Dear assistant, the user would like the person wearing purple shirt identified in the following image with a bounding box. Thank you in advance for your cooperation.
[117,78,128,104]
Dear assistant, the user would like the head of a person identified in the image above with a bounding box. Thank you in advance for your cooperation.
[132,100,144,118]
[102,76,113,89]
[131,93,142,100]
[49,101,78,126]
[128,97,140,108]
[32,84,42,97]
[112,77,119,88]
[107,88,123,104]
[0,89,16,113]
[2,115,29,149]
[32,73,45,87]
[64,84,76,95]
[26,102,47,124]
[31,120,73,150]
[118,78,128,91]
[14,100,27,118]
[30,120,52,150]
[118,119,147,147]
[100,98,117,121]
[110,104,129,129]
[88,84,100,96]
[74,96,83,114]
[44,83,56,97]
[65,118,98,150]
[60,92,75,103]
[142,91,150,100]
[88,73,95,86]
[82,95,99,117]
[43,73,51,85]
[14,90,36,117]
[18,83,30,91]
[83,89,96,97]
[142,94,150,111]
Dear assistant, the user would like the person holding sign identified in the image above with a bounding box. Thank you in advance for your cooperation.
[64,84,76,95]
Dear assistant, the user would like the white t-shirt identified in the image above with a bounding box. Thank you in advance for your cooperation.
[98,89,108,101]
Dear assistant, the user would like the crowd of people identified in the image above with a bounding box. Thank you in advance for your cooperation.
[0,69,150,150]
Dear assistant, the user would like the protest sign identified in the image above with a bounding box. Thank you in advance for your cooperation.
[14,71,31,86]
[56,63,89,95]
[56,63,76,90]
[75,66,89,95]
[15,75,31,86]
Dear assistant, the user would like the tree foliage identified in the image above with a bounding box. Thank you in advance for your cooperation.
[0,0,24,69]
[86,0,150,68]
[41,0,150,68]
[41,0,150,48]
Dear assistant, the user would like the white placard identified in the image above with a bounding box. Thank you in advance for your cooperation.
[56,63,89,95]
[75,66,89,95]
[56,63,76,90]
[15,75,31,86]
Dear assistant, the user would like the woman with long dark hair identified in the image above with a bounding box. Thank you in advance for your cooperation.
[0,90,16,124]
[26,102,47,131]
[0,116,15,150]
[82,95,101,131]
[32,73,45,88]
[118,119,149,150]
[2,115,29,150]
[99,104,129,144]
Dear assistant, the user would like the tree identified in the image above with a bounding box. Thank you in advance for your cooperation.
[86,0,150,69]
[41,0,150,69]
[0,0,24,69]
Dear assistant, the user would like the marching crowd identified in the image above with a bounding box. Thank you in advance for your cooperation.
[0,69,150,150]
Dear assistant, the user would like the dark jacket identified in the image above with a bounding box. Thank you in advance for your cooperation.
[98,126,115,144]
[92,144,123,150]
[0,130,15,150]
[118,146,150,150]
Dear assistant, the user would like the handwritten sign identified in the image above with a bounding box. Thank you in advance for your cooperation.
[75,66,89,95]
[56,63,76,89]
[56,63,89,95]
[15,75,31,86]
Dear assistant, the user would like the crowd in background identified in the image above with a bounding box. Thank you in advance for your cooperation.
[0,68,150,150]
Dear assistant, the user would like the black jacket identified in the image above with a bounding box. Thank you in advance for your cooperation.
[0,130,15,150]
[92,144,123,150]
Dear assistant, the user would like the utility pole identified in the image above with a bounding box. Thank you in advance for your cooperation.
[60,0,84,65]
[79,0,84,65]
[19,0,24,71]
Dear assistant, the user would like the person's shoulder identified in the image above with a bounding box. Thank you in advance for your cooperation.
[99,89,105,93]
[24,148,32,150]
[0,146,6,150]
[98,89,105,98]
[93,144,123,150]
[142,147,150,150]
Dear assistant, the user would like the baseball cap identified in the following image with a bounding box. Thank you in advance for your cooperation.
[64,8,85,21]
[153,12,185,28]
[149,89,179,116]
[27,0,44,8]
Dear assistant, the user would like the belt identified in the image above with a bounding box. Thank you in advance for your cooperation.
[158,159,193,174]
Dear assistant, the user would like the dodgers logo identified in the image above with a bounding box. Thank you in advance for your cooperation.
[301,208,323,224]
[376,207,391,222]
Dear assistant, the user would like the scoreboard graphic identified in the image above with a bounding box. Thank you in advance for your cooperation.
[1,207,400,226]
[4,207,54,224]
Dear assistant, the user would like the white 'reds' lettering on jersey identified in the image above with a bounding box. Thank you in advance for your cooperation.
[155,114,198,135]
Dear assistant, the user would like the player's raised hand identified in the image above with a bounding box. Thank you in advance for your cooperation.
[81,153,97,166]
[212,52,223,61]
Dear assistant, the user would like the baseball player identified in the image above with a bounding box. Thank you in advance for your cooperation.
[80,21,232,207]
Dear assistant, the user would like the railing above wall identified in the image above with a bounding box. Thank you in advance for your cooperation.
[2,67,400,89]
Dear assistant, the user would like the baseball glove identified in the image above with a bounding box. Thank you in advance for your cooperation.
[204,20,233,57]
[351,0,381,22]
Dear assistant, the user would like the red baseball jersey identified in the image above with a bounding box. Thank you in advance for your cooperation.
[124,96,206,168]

--------------------

WORK INSTRUCTION => Transcribe the listing above in full, so that every line matches exactly.

YOUR RESPONSE =>
Dear assistant, the user would like the person wearing purple shirt identified in the following image with a bounding box. Thank you in advance for your cooperation.
[117,78,128,104]
Dear assistant, the user would like the head of a person identified in the image above with a bounding box. Thank you in advance for your cooperation.
[132,100,144,118]
[102,76,113,89]
[131,93,142,100]
[49,101,78,126]
[128,97,140,108]
[32,84,42,97]
[112,77,119,88]
[107,88,123,104]
[0,89,16,113]
[2,115,29,149]
[32,73,45,87]
[64,84,76,95]
[26,102,47,124]
[31,120,73,150]
[118,78,128,91]
[14,100,27,118]
[30,120,52,150]
[118,119,147,147]
[100,98,117,121]
[110,104,129,129]
[88,84,100,96]
[74,96,83,114]
[44,83,56,97]
[65,118,98,150]
[60,92,75,103]
[142,91,150,100]
[88,73,95,86]
[82,95,99,117]
[43,73,51,85]
[14,90,36,117]
[18,83,30,91]
[83,89,96,97]
[142,94,150,111]
Dear assistant, the user would like the person holding sign identified in the image above with a bounding box. Thank you in advance for your cooperation.
[64,84,76,95]
Dear assistant, the user would like the white t-shirt identified in the image above with a bounding box. Thank you in advance for your cooperation.
[98,89,108,101]
Dear assistant, the user would like the crowd of people identified in the image above with a bounding box. Thank you in advance for your cooperation.
[0,69,150,150]
Dear assistant, the user would like the protest sign identified in the image above with a bounding box. Thank you in advance for your cooperation.
[14,71,31,86]
[56,63,89,95]
[56,63,76,90]
[75,66,89,95]
[15,75,31,86]
Dear assistant, the user would like the tree foliage identified in the image above with a bounding box. Thank you in advance for your cooperation.
[0,0,24,69]
[86,0,150,68]
[41,0,150,68]
[41,0,150,48]
Dear assistant, the user would like the white placard identified in the image above with a bounding box. Thank you in advance for your cooperation.
[56,63,89,95]
[75,66,89,95]
[56,63,76,90]
[15,75,31,86]
Dear assistant, the user would like the woman with long dark hair identified in the image above with a bounding box. Thank you in advance for your cooperation.
[0,90,16,124]
[26,102,47,131]
[0,116,15,150]
[82,95,101,131]
[32,73,45,88]
[118,119,149,150]
[2,115,29,150]
[99,104,129,144]
Dear assistant, the user would like the tree identified in the image above with a bounding box. Thank you in advance for your cooperation.
[86,0,150,69]
[41,0,150,69]
[0,0,24,69]
Dear assistant, the user would like the marching crowd identified in the image above with a bounding box. Thank you in advance for your cooperation.
[0,69,150,150]
Dear assistant, the user would like the dark jacket identified in the image above with a bounding box. Thank you in advance for your cooperation.
[98,126,115,144]
[92,144,123,150]
[0,130,15,150]
[118,146,150,150]
Dear assistant, the user would like the handwritten sign identified in the image above with a bounding box. Thank you in advance for your cooperation.
[75,66,89,95]
[56,63,76,89]
[56,63,89,95]
[15,75,31,86]
Dear assistant, the user would like the crowd in background identified in the image above with a bounding box. Thank you in advance for your cooperation.
[0,68,150,150]
Dear assistant, the user would like the black jacket identified in the image above with a bounding box. Thank you in advance for your cooperation.
[0,130,15,150]
[92,144,123,150]
Dear assistant, the user would like the utility pole identified in the image above with a bounding box. Thank you in advance for your cooperation.
[60,0,84,65]
[79,0,84,65]
[19,0,24,71]
Dear assistant, the user would like the person's shoulder identified in the image above with a bounding box. Thank you in advance for your cooperation.
[99,89,105,93]
[24,148,32,150]
[0,146,6,150]
[98,89,105,98]
[93,144,123,150]
[142,147,150,150]
Dear assistant, the user would like the baseball cap identified in the following image with a bounding box. Thank you in advance for your cooperation.
[64,8,85,21]
[153,12,185,28]
[149,89,179,116]
[27,0,44,8]
Dear assistant, the user would like the belt identified in the image above with a bounding box. Thank you in advance for your cooperation.
[158,159,193,174]
Dear assistant, the user would like the dodgers logo identified in the image above with a bounding box. Thank you in advance for your cooperation.
[301,208,323,224]
[376,207,391,222]
Dear assistant, the user would like the scoreboard graphic identified in the image above with a bounding box. Thank you in advance for your cooperation.
[1,207,400,226]
[4,207,54,224]
Dear assistant, the user would like the white 'reds' lettering on jersey identified in the image above with a bounding box. Thank you in advance for your cooperation.
[155,114,198,135]
Dear assistant, the user would like the player's raised hand identified in the image above with a bounding box. Thank you in advance for your cooperation.
[81,153,97,166]
[212,52,223,61]
Dear assistant, the user would like the baseball player identified in the image above with a bounding box. Thank you in advance for your cooperation.
[80,21,232,207]
Dear assistant, the user would like the railing above wall identified in the image above with a bounding box. Thank you in advance for your cooperation.
[2,67,400,89]
Dear assistant, the user would like the baseball glove identified in the image above with a bounding box. Thank you in advance for your cooperation.
[204,20,233,57]
[351,0,381,22]
Dear assistant, the user would like the red baseball jersey identified in the image above with a bounding box. Thank you in advance for your cooperation.
[124,96,206,168]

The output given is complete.